#### Fragmento:
==================================================

Las condiciones de este campo son un privilegio en comparación con otros que rodean Tesalónica como Lagadikia, Oreokastro, Sindos o Filippiada, donde trabajadores de varias organizaciones alertan, entre otros aspectos, de los peligros de ser mujer en un campo de refugiados por las altas posibilidades de sufrir una violación.

Aquí se duerme en habitaciones con camas repartidas por cuatro edificios. En los otros, en tiendas de campaña hacinadas dentro de una nave industrial. Aquí, cada día, pueden acercarse al lago que baña este paraje lleno de árboles. En los otros, los refugiados deambulan buscando una sombra que los resguarde. Aquí hay una ambulancia que tan sólo comparten con otro campo cercano, explica Xristina, otra voluntaria que acude cada tarde a Veria. En los otros, perdidos en lugares a los que es prácticamente imposible acceder sin coche propio y sin conocer la zona, cuando se produce una emergencia la ambulancia tarda entre una y dos horas en llegar, una de las principales denuncias de los propios refugiados.

==================================================

#### Contenido del conjunto:

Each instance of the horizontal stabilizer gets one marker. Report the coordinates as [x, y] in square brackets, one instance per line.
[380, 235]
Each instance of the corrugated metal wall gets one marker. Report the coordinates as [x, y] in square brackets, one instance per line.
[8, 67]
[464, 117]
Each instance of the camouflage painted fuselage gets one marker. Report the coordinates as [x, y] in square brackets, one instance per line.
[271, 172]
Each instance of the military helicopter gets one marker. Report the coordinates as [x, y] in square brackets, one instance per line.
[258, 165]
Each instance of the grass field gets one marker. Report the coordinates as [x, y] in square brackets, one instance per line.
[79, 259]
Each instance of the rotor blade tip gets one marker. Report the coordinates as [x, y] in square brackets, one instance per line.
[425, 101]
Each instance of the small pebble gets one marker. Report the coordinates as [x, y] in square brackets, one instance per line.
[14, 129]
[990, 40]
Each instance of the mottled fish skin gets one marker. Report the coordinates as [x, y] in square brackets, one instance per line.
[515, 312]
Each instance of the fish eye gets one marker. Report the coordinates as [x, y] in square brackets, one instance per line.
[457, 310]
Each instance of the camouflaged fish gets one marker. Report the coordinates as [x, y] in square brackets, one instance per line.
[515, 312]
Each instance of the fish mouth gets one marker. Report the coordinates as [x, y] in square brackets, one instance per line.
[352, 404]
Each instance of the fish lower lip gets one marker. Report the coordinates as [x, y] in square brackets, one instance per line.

==================================================

#### Cuestiones del fragmento:
1 - Según el fragmento, ¿por qué alertan trabajadores de varias organizaciones de los peligros de ser mujer en campos como Lagadikia, Oreokastro, Sindos o Filippiada? Contesta en una a tres oraciones.
2 - De acuerdo con el fragmento, ¿cuánto tarda la ambulancia en llegar a los otros campos cuando se produce una emergencia?
3 - Traduce al inglés esta oración del fragmento: "Aquí se duerme en habitaciones con camas repartidas por cuatro edificios."

#### Respuestas por tarea:
1 - Alertan de esos peligros porque en esos campos de refugiados son altas las posibilidades de sufrir una violación.

2 - Tarda entre una y dos horas en llegar.

3 - Here people sleep in rooms with beds spread across four buildings.